Fragmento =
^^^^^^^^

La marcha se extendió poco más de dos horas y, cuando todo parecía que iba a terminar, ocurrió algo inesperado que, como es usual en las revoluciones, cambió el curso de los acontecimientos: la clase trabajadora que salía de las fábricas y oficinas se unió a los estudiantes en las calles. Para los trabajadores y trabajadoras el régimen estalinista no se aguantaba más, tanto por la opresión política pero también por las pésimas condiciones de vida que ofrecía el supuesto “Estado obrero”, tal como expuso un joven obrero a la prensa:   “El martes, trabajamos –cuenta un joven electricista de Újpest- pero hablamos durante el trabajo. Hablamos de los salarios, del resultado de la reunión de los escritores. Teníamos ejemplares de ellos y sabíamos lo que querían decir al decir que esto no podía durar más. Ya no podíamos vivir de nuestro trabajo. Después del trabajo, vimos a los estudiantes que manifestaban y nos hemos unido” (Broué,  La tragedia de los Consejos obreros, 110).

A partir de este momento la revolución comenzó a tomar forma, pues toda Budapest estaba en las calles protestando contra el régimen y, aunque no hay una dirección común del proceso, el sentimiento general era uno solo: sacar del gobierno a los dirigentes estalinistas y los jefes de la burocracia rusa para que Nagy asumiera de nuevo el poder.

^^^^^^^^

Datos proporcionados =

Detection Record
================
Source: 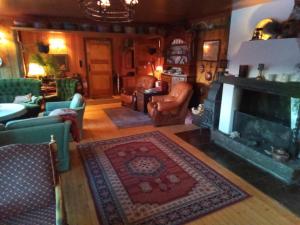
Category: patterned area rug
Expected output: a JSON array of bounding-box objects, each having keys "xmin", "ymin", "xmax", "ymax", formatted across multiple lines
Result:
[
  {"xmin": 103, "ymin": 107, "xmax": 152, "ymax": 128},
  {"xmin": 78, "ymin": 131, "xmax": 249, "ymax": 225}
]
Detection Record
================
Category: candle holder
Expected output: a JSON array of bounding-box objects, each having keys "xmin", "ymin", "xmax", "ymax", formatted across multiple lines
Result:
[{"xmin": 256, "ymin": 63, "xmax": 265, "ymax": 80}]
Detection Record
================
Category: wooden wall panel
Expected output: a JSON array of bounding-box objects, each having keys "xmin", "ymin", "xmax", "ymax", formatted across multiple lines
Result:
[
  {"xmin": 0, "ymin": 22, "xmax": 20, "ymax": 79},
  {"xmin": 196, "ymin": 14, "xmax": 230, "ymax": 102},
  {"xmin": 196, "ymin": 15, "xmax": 230, "ymax": 85}
]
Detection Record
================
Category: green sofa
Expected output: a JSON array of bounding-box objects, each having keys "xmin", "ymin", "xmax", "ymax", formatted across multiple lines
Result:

^^^^^^^^

Enunciado =
Responde según el fragmento:
(a) ¿Cuánto tiempo se extendió la marcha?
(b) ¿Qué oficio tenía el joven de Újpest que habló con la prensa?
(c) ¿Quién se quería que asumiera de nuevo el poder?

Solución =
(a) Poco más de dos horas.
(b) Era electricista.
(c) Nagy.